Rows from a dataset
◇ ◇ ◇ ◇ ◇

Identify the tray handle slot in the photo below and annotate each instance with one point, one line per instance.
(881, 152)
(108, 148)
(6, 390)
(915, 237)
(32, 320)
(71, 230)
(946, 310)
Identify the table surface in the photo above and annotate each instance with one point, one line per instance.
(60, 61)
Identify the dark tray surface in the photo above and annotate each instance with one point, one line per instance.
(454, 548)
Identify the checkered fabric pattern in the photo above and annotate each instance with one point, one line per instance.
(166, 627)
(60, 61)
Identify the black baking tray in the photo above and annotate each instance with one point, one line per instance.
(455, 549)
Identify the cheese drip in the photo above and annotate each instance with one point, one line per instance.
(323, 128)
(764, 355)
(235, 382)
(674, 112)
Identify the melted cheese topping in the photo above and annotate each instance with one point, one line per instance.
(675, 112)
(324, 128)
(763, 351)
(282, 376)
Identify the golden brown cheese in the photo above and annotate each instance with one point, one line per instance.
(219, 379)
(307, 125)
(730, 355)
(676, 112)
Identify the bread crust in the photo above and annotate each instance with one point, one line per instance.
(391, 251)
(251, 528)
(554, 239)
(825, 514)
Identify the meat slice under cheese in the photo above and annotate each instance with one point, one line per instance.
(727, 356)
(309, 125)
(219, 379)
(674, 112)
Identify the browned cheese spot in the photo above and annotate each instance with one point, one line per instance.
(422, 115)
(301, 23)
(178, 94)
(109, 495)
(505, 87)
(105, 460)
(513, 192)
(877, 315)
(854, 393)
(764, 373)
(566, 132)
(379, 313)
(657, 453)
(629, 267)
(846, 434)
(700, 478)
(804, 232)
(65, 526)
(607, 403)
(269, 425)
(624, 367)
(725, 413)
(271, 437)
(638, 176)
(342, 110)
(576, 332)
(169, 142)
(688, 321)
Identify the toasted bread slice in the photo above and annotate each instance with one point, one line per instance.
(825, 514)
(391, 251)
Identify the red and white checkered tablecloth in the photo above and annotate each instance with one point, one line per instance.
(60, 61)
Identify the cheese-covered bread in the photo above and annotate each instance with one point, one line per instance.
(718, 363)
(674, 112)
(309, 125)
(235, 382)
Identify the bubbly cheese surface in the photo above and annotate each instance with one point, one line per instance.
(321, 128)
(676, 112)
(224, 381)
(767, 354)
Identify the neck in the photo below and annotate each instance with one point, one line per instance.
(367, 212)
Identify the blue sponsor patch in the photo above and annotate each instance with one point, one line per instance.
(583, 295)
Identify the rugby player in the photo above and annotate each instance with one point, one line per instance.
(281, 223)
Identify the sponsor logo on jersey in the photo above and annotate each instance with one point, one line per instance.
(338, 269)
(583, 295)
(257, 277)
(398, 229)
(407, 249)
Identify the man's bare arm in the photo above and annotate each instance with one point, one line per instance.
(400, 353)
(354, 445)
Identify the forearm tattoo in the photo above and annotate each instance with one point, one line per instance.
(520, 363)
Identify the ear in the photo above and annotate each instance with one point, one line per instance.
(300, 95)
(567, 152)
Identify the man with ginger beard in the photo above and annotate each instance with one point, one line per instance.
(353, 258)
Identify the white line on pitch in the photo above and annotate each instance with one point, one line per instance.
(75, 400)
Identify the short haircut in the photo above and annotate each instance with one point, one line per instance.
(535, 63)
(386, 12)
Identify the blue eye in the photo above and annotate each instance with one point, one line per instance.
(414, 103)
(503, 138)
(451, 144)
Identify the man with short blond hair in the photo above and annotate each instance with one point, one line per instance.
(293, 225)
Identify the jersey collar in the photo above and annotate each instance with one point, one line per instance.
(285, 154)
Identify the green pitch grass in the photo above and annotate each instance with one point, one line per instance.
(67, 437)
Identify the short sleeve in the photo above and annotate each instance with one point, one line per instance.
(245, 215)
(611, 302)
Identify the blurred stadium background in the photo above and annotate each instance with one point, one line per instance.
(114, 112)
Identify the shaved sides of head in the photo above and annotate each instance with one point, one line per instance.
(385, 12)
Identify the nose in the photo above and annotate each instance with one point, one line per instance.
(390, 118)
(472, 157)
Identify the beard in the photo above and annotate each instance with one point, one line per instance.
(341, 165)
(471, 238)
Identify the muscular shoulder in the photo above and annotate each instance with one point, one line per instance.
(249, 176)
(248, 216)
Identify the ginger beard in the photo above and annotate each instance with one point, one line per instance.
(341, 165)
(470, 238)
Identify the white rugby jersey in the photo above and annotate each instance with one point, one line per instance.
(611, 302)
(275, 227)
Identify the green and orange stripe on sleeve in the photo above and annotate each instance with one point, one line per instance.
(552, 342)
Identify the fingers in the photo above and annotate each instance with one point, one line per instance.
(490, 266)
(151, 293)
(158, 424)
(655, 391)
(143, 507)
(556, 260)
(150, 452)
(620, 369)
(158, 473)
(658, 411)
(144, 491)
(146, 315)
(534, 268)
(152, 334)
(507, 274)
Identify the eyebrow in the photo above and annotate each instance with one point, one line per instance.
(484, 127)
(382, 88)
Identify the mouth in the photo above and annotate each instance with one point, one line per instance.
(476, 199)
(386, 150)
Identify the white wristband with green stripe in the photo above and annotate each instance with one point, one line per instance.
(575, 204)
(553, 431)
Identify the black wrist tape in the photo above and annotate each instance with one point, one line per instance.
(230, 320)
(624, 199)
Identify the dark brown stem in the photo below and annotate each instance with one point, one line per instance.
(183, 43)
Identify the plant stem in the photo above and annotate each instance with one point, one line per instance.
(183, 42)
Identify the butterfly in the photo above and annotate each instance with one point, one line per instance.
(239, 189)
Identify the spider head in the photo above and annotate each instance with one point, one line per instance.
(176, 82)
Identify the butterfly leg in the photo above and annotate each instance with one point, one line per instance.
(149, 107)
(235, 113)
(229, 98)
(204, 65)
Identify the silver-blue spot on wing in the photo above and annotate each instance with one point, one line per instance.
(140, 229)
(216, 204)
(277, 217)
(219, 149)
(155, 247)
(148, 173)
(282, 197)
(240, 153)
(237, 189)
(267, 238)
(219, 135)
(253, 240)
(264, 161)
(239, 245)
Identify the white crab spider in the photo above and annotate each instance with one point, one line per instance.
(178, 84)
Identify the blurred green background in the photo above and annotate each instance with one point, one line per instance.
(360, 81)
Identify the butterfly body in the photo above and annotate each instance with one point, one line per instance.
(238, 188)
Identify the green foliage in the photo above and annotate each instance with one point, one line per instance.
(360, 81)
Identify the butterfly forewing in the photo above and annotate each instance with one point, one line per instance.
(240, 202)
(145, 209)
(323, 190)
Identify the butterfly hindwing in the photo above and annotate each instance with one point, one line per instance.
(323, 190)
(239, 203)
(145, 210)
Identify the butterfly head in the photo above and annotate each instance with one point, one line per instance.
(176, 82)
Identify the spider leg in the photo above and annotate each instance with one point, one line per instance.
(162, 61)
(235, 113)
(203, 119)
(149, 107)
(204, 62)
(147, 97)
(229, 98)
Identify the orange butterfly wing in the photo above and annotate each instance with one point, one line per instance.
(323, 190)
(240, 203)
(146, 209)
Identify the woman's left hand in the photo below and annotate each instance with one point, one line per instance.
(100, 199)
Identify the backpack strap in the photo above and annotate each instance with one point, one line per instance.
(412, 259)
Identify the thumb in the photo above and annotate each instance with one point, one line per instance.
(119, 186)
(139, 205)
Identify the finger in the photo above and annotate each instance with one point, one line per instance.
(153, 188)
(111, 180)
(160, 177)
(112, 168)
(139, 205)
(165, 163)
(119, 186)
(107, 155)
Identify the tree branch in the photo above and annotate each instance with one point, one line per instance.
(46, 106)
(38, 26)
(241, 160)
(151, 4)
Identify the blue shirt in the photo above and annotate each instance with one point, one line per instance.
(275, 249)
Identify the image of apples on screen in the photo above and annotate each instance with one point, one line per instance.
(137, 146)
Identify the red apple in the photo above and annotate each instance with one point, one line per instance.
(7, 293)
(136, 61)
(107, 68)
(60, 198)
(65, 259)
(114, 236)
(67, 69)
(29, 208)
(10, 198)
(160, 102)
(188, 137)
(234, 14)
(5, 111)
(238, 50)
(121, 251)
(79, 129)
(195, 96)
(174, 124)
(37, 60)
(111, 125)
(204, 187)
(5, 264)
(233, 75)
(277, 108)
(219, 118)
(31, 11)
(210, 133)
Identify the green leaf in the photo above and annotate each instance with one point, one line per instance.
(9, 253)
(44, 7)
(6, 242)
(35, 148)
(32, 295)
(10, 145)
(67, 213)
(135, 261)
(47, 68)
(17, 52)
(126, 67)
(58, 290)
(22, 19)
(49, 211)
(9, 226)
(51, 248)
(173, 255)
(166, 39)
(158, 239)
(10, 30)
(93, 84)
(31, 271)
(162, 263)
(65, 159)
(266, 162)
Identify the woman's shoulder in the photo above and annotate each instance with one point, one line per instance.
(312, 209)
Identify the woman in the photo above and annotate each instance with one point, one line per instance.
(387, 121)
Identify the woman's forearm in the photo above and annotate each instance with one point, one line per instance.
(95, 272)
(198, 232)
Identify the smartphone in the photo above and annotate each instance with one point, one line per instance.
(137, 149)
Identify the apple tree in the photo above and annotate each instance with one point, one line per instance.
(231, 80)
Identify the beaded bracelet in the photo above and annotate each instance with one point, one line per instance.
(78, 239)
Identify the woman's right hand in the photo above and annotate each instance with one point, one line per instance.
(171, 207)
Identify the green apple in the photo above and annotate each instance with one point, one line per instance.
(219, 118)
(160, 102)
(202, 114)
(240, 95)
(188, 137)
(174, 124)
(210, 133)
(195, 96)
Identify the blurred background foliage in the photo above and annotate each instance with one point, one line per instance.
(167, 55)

◇ ◇ ◇ ◇ ◇

DIRECTIONS - Rewrite the part of the listing that opens with the line containing "Identify the woman's forearm" and runs to the end of the listing, requests included. Shift every point coordinate by adding 99 to each of its numbers.

TASK SOLUTION -
Identify the woman's forearm in the photo above and annotate each instance with one point, one line per instance.
(194, 371)
(297, 331)
Identify the smartphone in the photo above and annotate each instance with one point, one line per instance.
(236, 248)
Identify the apple tree in the photo above and annotate each instance with one point, one line per instance.
(330, 179)
Identify the beaded bracelet in the photo above and annotate each instance with one point, one line per instance.
(177, 338)
Identify the woman's right hand in the photo above and annotate each instance with one point, one line per instance.
(270, 306)
Identify the green apple in the photo above and annotate each instance with one point, one line per instance.
(318, 217)
(259, 201)
(301, 213)
(339, 194)
(287, 236)
(273, 223)
(309, 232)
(294, 195)
Identify the blurred background foliage in the photo above and annotate each instance with one point, one line per instance.
(266, 154)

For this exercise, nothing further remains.